Extract provided:
-- START --
The difficulty is perhaps best met along the lines of Article 98(3) of ULIS, i.e., by accepting that where identification is for practical purposes inseparable from the taking of delivery, the goods have been sufficiently identified when the seller has done everything necessary to enable the buyer to take delivery. [page 505]
3.2. - The requirement in paragraph (2) that delivery be due (see § 2.3., supra) may present a problem where the goods are placed at the buyer's disposal before delivery is due (see ROTH, Passing of Risk, 306). The buyer need not take delivery (Article 52(1)), but he may choose to do so and in that event a strict interpretation of the paragraph could leave the risk on the seller. This would obviously, however, be contrary to the policy of the whole article; it is preferable to accept that the paragraph has not envisaged this possibility. In circumstances such as these Article 7(2) directs the application of «the general principles on which the Convention is based». The relevant general principle is plainly to be found in the opening passage of paragraph (1): «the risk passes to the buyer when he takes over the goods».
-- END --
Instructions:
[a] Type out the passage on the passing of risk word for word, in full.
[b] Show every line of the records that contains the string "wall", treating uppercase and lowercase as different.
The text and the records were taken from unrelated sources.

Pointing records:
-- START --
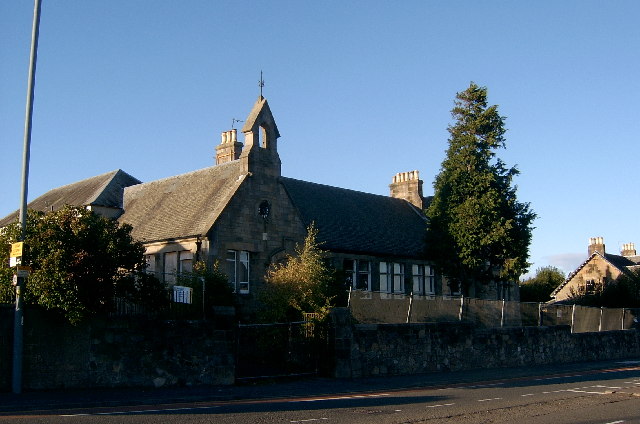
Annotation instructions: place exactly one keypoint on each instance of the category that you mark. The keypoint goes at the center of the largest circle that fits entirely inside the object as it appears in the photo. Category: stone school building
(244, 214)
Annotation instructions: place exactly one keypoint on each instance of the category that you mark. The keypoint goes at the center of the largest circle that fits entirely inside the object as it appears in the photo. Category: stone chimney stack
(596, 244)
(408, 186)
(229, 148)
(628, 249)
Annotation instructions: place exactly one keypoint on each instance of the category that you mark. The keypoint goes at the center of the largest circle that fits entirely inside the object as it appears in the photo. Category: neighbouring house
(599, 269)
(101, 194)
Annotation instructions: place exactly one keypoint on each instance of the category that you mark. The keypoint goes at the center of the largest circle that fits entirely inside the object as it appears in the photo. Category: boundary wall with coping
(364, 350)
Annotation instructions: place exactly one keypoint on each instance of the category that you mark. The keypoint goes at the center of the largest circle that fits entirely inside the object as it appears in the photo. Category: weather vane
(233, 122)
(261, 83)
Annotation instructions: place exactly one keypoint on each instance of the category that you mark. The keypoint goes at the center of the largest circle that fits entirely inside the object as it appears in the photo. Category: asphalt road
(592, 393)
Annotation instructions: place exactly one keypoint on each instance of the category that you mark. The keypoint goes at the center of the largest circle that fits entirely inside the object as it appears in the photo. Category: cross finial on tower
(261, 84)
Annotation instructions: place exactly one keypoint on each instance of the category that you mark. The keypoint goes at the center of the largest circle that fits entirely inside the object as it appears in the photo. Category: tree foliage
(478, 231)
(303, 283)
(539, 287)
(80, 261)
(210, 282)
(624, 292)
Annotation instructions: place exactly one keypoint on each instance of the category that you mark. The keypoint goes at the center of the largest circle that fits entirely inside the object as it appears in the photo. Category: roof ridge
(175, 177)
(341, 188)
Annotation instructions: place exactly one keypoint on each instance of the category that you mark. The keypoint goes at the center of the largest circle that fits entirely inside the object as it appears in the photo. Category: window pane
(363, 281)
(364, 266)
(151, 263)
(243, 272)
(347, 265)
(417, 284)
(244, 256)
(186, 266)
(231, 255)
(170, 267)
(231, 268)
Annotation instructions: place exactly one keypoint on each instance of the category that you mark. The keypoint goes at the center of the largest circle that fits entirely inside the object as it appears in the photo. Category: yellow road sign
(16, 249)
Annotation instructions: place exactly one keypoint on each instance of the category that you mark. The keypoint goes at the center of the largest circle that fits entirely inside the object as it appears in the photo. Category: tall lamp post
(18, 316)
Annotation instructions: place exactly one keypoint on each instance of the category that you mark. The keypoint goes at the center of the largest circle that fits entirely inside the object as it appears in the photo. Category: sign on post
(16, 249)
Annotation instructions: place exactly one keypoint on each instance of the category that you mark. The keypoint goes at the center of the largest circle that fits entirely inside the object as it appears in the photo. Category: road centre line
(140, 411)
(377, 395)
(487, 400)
-- END --
-- START --
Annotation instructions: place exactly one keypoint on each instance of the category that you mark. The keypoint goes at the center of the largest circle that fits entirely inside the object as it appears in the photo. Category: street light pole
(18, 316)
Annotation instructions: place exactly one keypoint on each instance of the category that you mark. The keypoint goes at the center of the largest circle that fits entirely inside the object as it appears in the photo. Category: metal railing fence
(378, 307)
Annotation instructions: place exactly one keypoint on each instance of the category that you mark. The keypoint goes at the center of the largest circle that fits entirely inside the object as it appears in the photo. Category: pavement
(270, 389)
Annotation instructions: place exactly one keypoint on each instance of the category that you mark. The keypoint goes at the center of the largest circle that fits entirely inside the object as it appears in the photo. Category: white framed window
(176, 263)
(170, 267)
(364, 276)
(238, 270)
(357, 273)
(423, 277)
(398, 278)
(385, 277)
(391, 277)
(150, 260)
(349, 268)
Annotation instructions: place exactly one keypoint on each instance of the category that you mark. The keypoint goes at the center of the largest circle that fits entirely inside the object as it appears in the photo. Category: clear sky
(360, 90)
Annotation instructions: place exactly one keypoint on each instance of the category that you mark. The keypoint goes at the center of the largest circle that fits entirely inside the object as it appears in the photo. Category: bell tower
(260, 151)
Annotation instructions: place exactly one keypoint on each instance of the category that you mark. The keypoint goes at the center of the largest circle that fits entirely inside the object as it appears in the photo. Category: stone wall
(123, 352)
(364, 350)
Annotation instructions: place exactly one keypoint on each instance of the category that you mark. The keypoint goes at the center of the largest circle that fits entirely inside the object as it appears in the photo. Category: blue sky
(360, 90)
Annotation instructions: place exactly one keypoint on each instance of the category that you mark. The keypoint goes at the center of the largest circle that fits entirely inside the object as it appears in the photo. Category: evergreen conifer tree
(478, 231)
-- END --
Outputs for the tasks:
[a]
The difficulty is perhaps best met along the lines of Article 98(3) of ULIS, i.e., by accepting that where identification is for practical purposes inseparable from the taking of delivery, the goods have been sufficiently identified when the seller has done everything necessary to enable the buyer to take delivery. [page 505]
3.2. - The requirement in paragraph (2) that delivery be due (see § 2.3., supra) may present a problem where the goods are placed at the buyer's disposal before delivery is due (see ROTH, Passing of Risk, 306). The buyer need not take delivery (Article 52(1)), but he may choose to do so and in that event a strict interpretation of the paragraph could leave the risk on the seller. This would obviously, however, be contrary to the policy of the whole article; it is preferable to accept that the paragraph has not envisaged this possibility. In circumstances such as these Article 7(2) directs the application of «the general principles on which the Convention is based». The relevant general principle is plainly to be found in the opening passage of paragraph (1): «the risk passes to the buyer when he takes over the goods».

[b]
Annotation instructions: place exactly one keypoint on each instance of the category that you mark. The keypoint goes at the center of the largest circle that fits entirely inside the object as it appears in the photo. Category: boundary wall with coping
Annotation instructions: place exactly one keypoint on each instance of the category that you mark. The keypoint goes at the center of the largest circle that fits entirely inside the object as it appears in the photo. Category: stone wall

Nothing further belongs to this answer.